• [Work item] Range to output from the entries below: the line containing "x=484, y=296" through the line containing "x=31, y=215". Set it down exactly, ends included, nothing else.

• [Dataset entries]
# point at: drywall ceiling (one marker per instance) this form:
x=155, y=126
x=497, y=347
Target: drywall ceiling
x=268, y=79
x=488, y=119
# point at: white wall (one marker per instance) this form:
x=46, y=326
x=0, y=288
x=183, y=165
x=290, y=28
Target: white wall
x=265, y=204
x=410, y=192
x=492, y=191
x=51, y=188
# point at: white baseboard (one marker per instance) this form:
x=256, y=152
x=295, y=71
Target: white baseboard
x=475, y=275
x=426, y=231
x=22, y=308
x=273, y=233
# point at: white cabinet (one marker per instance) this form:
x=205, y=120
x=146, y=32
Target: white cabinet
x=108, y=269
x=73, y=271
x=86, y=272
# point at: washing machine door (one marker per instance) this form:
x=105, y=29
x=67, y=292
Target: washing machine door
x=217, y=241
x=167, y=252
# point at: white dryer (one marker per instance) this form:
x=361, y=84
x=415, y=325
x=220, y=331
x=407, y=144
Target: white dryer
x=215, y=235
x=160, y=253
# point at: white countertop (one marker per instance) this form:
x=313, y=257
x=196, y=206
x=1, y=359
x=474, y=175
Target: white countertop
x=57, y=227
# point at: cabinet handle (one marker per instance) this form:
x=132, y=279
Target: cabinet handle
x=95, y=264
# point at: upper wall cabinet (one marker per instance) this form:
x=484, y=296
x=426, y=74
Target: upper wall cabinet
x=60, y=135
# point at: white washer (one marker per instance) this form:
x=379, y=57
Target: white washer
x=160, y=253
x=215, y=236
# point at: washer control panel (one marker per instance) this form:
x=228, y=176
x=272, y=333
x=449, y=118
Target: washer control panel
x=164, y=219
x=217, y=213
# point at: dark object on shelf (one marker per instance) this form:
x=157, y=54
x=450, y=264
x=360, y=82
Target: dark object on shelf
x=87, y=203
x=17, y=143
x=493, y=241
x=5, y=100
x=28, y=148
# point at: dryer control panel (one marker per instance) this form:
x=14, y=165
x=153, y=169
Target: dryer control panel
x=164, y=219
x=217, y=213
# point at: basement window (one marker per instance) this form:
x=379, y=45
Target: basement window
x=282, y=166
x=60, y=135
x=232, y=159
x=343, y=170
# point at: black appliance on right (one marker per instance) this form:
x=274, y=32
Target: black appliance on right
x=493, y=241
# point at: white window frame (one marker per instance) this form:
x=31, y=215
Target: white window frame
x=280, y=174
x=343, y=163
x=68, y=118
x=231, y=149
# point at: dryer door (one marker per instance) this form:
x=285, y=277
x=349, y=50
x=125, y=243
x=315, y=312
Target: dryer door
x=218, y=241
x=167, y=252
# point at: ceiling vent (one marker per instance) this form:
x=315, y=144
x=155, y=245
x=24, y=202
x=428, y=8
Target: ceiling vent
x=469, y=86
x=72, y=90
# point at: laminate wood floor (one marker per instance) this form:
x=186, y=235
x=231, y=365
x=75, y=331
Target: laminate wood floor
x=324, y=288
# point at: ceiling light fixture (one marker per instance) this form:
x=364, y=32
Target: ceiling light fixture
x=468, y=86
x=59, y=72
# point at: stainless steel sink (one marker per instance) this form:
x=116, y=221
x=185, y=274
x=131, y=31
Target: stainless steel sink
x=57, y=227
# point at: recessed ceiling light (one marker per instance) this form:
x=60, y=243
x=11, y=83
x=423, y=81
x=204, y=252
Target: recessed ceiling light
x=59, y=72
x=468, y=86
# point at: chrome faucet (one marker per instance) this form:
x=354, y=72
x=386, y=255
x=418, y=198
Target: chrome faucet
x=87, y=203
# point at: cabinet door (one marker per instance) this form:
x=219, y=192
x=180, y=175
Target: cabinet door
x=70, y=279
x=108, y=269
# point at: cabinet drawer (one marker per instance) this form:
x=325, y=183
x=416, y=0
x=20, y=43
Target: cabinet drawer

• [Reply]
x=484, y=296
x=426, y=74
Target: upper wall cabinet
x=60, y=135
# point at: white washer (one marker per instance) this form:
x=379, y=57
Target: white washer
x=160, y=253
x=215, y=236
# point at: washer control panel (one marker per instance) this form:
x=228, y=176
x=272, y=333
x=449, y=118
Target: washer control panel
x=164, y=219
x=217, y=213
# point at: dark object on shelf (one marker per instance) this form:
x=157, y=54
x=450, y=264
x=360, y=82
Target: dark object on shelf
x=87, y=203
x=17, y=143
x=493, y=241
x=5, y=100
x=28, y=148
# point at: dryer control panel (one marker per instance) this form:
x=14, y=165
x=153, y=169
Target: dryer control panel
x=164, y=219
x=217, y=213
# point at: basement window (one marker per instance) this form:
x=379, y=45
Target: basement window
x=282, y=166
x=60, y=135
x=232, y=159
x=343, y=170
# point at: black appliance on right (one marker per instance) this form:
x=274, y=32
Target: black appliance on right
x=493, y=241
# point at: white window frame (one marker per instance) this form:
x=31, y=215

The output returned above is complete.